-- WHAT YOU ARE ASKED TO DO --
In the dataset exploration excerpt below, condense the paragraph beginning "In third place, we move to the text" into a single shorter sentence that keeps its main facts.

-- SOURCE --
######

In this section we explore the dataset to reveal some of their characteristics.

First, a correlation analysis between the quantitative data is performed to reveal the relationship between some educational aspects and other variables like gender and overall mean (promedio acumulado).

In the second place, an alysis of the scores for the educational aspects on their distribution.

In third place, we move to the text to perform the initial exploration of the comments using Term Frequency Inverse Document Frequency (TF-IDF) and use that text representation to create a Word Cloud.

Lastly, we performed a Latent Dirichlet Allocation (LDA) analysis to observe if the LDA algorithm is capable of observe 8 categories/topics (in this case, educational aspects) and the coherience metrics that results from that analysis.

### Correlation Analysis

Using Perason and Point-biserial correlation coefficients.

In [None]:
df_ecoas=pd.read_csv('df_ready.csv', index_col=0)
df_ecoas.head()

In [None]:
comments = df_ecoas['Comentarios']

for a in range(len(comments)):
  if type(comments[a]) is not str:
    print(type(comments[a]), 'No es str: ', a)
    df_ecoas.drop(index=a)

comments = comments.str.lower()

nltk.download('stopwords')
stop = stopwords.words('spanish')
stop.remove('no')
stop.append('es')

# Tokenize the comments
for i in range(len(comments)):
  comments[i] = str(comments[i]).split()
  comments[i] = [word for word in comments[i] if word not in stop]

# Remove the symbols and replace them with blank spaces
sim = "!\"#$%&()*+-.,/:;<=>?@[\]^_`{|}~\n"

# Para cada símbolo, se remplaza por blank space
for c in range(len(comments)):
  for i in range(len(comments[c])):
    for j in sim:
      if comments[c][i].__contains__(j):
        comments[c][i] = comments[c][i].replace(j,'')

comments

In [None]:
df_ecoas.corr(numeric_only=True)

In [None]:
df_ecoas['MEJ'].value_counts() # Now lets focus on binary variables. MEJ

In [None]:
df_ecoas[['APR', 'DOM', 'EVA', 'MET', 'PRA', 'REC', 'RET', 'ASE', 'AVG']].corrwith(df_ecoas['MEJ'], method=stats.pointbiserialr)

In [None]:
df_ecoas['GÉNERO ALUMNO'].value_counts()

In [None]:
df_ecoas[['APR', 'DOM', 'EVA', 'MEJ', 'MET', 'PRA', 'REC', 'RET', 'ASE', 'AVG']].corrwith(df_ecoas['GÉNERO ALUMNO'], method=stats.pointbiserialr)

######

-- RECORDS SUPPLIED --
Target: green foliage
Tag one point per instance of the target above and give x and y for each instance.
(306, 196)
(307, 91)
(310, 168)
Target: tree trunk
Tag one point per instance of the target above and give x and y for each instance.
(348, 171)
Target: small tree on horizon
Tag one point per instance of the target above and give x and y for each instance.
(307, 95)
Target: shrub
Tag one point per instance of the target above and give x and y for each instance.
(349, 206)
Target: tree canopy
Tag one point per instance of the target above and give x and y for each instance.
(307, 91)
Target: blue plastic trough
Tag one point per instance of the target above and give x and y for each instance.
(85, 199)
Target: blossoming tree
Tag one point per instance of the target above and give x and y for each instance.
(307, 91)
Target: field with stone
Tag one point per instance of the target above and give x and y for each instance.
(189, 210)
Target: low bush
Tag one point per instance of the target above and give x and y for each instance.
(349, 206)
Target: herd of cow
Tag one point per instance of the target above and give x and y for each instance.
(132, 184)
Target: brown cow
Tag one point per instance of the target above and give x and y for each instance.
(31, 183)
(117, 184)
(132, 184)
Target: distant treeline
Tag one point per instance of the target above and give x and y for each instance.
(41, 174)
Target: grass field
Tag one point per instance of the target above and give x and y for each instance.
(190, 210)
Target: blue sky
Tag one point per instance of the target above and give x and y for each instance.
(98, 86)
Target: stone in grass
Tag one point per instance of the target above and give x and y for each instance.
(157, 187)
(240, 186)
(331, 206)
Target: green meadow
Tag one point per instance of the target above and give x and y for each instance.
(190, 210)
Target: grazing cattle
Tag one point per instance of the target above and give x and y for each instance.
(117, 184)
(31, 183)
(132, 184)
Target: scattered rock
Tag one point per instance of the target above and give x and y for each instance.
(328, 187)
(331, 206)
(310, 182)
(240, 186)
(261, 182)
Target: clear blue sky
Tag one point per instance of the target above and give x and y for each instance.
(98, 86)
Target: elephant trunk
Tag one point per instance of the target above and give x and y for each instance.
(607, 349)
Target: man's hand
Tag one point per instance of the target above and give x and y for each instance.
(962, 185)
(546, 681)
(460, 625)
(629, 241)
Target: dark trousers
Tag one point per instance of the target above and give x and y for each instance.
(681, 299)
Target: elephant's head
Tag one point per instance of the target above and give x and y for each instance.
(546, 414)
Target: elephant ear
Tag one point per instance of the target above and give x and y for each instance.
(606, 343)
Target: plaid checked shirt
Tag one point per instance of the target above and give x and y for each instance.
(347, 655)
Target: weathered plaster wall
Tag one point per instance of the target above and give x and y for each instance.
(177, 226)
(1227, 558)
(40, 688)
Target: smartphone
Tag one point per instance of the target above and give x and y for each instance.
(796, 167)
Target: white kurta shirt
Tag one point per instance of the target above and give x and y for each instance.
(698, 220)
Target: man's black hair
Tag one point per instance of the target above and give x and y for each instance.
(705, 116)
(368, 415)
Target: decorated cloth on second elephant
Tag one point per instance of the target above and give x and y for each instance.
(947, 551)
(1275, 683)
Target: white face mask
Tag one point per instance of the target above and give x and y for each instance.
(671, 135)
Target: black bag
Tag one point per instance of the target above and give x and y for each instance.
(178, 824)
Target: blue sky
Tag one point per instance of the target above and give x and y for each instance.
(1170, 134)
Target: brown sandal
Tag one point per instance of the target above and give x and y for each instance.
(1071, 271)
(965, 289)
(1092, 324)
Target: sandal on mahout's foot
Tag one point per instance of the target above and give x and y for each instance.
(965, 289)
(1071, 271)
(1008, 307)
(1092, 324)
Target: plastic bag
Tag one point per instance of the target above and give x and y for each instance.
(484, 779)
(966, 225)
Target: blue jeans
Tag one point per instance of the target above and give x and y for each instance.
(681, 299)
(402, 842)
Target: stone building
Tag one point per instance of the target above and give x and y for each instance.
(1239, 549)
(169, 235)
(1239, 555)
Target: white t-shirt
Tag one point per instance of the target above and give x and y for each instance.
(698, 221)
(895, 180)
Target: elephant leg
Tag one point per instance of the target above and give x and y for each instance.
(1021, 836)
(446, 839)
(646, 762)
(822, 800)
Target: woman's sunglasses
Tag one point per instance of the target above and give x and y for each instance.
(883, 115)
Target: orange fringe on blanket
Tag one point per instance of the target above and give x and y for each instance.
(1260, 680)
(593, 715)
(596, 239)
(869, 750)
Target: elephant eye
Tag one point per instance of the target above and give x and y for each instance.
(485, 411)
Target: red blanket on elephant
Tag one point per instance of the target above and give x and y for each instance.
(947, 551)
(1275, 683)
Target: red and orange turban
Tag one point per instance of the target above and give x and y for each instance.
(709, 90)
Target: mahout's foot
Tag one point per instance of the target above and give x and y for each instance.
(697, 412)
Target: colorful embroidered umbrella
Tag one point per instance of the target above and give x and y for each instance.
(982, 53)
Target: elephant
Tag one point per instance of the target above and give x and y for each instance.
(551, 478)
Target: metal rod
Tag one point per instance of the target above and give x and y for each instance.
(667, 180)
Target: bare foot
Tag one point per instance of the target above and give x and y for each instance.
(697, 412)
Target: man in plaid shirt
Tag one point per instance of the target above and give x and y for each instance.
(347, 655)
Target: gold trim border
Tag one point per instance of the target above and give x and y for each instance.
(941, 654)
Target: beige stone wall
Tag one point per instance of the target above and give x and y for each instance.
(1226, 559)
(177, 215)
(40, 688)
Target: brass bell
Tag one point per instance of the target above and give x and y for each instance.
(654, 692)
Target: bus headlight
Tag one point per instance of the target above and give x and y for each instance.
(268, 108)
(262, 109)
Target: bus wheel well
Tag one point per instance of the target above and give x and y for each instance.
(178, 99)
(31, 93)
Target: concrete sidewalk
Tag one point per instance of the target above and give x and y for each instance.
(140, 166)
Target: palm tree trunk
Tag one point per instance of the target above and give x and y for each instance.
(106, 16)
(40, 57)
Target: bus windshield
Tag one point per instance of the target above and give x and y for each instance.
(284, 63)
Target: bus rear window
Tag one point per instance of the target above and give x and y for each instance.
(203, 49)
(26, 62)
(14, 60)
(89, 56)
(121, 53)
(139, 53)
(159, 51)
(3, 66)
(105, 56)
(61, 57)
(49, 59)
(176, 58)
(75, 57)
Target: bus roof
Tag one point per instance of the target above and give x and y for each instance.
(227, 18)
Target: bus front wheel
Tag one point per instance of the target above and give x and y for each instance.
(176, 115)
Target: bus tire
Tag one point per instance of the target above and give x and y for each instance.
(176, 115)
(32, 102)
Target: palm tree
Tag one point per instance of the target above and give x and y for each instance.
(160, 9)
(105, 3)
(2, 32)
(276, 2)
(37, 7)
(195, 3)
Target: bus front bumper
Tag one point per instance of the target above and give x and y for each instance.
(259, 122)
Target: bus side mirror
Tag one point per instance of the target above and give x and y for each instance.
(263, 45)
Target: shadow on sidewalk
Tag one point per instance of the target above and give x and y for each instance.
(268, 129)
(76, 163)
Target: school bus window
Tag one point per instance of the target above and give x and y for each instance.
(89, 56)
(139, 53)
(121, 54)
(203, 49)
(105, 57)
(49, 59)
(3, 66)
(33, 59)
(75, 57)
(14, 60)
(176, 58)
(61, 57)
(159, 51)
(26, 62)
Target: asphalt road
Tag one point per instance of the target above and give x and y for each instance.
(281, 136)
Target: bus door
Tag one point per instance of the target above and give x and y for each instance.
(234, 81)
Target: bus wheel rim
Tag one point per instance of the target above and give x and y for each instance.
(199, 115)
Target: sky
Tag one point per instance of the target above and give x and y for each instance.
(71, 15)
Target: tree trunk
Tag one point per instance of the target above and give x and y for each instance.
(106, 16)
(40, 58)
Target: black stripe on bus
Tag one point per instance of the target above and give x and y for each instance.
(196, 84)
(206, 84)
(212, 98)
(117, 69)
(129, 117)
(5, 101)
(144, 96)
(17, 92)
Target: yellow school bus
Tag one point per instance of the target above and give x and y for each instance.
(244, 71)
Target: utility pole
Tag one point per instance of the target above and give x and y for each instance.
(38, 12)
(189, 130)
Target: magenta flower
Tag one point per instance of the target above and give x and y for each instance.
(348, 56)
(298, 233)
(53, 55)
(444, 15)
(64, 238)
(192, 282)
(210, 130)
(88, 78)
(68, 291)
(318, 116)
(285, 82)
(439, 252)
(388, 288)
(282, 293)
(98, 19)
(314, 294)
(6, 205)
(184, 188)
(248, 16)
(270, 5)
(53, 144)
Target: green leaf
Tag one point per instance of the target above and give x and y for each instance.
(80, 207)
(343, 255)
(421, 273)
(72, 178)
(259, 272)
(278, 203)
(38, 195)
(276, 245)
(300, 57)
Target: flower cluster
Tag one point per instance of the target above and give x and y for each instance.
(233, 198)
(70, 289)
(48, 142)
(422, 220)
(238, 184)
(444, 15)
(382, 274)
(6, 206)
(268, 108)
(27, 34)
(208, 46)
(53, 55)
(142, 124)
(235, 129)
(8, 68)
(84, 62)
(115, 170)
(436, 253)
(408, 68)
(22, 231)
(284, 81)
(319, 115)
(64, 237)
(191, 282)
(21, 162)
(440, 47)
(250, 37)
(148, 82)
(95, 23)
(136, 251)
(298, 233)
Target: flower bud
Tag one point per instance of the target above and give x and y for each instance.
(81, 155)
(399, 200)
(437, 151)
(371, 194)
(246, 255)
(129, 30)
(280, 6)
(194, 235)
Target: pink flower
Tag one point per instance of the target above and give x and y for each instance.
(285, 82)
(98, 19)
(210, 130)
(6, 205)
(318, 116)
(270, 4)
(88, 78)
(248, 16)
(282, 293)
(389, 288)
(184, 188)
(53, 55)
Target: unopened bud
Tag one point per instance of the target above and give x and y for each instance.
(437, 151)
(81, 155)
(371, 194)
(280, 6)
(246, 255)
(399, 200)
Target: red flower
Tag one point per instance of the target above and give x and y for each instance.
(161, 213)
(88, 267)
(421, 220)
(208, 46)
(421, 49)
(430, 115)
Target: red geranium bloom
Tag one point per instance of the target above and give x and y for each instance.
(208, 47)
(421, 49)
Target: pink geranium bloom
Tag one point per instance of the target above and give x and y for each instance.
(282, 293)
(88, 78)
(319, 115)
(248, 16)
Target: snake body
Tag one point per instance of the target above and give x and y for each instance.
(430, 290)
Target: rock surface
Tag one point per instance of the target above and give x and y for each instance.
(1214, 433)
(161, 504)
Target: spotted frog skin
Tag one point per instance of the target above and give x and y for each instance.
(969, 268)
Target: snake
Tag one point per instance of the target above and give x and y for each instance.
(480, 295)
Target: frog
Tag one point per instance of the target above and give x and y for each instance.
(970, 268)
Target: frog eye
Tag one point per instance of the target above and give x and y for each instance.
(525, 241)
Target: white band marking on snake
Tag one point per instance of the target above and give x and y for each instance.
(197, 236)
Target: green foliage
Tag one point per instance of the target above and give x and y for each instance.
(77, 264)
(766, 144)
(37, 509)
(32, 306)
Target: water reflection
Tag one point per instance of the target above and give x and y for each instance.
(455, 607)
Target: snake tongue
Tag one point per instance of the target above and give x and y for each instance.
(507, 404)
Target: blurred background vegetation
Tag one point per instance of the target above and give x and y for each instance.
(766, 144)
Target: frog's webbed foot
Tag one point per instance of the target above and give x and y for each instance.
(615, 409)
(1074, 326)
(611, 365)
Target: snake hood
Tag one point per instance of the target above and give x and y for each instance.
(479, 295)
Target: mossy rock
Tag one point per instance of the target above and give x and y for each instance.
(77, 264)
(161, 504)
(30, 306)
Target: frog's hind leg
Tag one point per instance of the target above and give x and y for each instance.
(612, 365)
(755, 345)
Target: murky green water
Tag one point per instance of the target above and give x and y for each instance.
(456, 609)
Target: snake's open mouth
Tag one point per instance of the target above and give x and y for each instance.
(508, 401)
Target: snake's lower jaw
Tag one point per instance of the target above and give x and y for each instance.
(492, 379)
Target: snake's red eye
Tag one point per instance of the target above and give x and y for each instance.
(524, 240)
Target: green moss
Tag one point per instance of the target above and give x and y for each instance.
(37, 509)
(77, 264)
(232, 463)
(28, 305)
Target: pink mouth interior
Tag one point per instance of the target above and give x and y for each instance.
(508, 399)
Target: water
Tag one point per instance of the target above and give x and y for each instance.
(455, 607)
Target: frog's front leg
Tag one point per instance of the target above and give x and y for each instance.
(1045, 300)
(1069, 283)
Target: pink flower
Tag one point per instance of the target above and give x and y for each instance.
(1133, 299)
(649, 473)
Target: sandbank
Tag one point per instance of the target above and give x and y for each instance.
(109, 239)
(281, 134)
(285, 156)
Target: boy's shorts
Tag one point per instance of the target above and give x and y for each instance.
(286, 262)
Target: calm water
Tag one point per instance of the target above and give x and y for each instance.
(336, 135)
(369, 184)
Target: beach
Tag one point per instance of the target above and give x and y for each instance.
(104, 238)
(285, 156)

######

-- THE REPLY --
Third, the comments are first explored with Term Frequency Inverse Document Frequency (TF-IDF), and that representation is used to build a Word Cloud.